Write out, word for word, the stretch from the line containing "nose in the photo above." through the last of the rows below. Leave the pictures out of your copy.

▶ _Exercise data_:
--- START ---
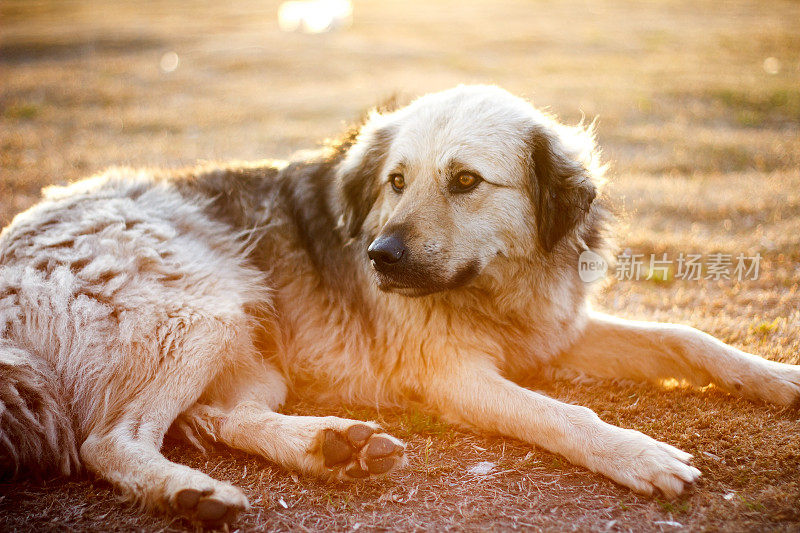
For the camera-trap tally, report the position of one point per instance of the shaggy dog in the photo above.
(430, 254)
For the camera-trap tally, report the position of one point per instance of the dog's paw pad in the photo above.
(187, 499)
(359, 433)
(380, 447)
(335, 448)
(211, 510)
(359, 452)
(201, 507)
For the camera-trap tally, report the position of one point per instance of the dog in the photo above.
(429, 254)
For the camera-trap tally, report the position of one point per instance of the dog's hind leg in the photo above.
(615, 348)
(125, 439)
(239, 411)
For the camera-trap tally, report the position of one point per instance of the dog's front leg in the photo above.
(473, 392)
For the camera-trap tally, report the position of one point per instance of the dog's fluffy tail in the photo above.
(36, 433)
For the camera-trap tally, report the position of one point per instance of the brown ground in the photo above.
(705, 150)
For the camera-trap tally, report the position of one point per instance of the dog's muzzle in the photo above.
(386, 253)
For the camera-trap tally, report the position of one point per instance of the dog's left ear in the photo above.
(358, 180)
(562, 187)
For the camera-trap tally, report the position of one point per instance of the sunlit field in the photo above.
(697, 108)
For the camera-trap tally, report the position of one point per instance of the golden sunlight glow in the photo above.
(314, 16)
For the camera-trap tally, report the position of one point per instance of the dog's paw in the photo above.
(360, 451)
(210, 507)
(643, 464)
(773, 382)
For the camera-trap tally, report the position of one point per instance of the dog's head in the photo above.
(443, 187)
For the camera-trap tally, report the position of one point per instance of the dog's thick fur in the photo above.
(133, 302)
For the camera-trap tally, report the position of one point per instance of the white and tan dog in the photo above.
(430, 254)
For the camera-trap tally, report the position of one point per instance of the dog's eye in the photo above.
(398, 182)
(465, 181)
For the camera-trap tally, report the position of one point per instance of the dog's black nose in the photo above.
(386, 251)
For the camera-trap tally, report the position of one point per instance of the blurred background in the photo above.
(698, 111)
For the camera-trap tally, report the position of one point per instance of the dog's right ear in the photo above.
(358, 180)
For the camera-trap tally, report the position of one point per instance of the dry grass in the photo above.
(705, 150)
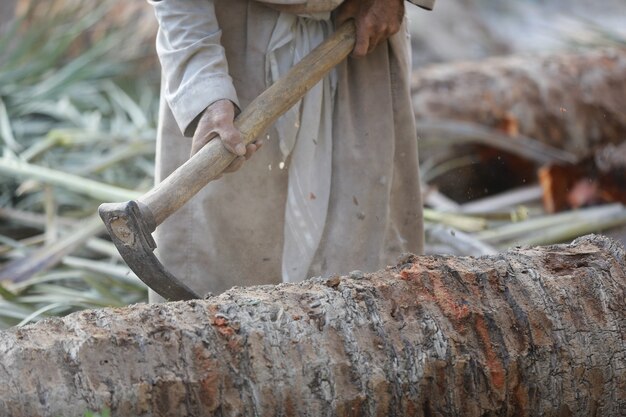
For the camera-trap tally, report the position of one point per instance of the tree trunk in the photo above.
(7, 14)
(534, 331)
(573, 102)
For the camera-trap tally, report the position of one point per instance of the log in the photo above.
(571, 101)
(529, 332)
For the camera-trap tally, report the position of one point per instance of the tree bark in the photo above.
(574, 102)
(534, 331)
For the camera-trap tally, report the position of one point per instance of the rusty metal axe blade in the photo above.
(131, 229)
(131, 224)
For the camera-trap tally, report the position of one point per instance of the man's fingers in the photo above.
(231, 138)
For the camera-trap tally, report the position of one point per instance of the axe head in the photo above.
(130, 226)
--- END ---
▶ _Response to this task_:
For the camera-trap tally, report the position of one point per instance of the dog's black nose in the photo above.
(386, 251)
For the camera-trap tally, report the position of one point per instance of the blurred background in the photo above.
(698, 111)
For the camera-trap tally, report the position of one point per instance of the dog's right ear in the photo above.
(358, 180)
For the camera-trap tally, report the position of one point per instance of the dry grass in the photo above.
(705, 150)
For the camera-trap tally, report the position of one point per instance of the tree trunk in the photo above.
(7, 14)
(534, 331)
(573, 102)
For the camera-trap tally, report the position of one point per instance of the log in the photo above.
(571, 101)
(529, 332)
For the camera-trap tally, report the position of one point per instance of the tree bark in the photo above.
(574, 102)
(534, 331)
For the camera-trap tally, report the position of one point per instance of the rusty metal axe blade in the photo above.
(131, 229)
(131, 224)
For the camera-trap tally, report the position of one point per instance of the man's fingers in the photo above.
(231, 138)
For the camera-trap tally, report the position of one point per instance of the axe head in the photo above.
(130, 226)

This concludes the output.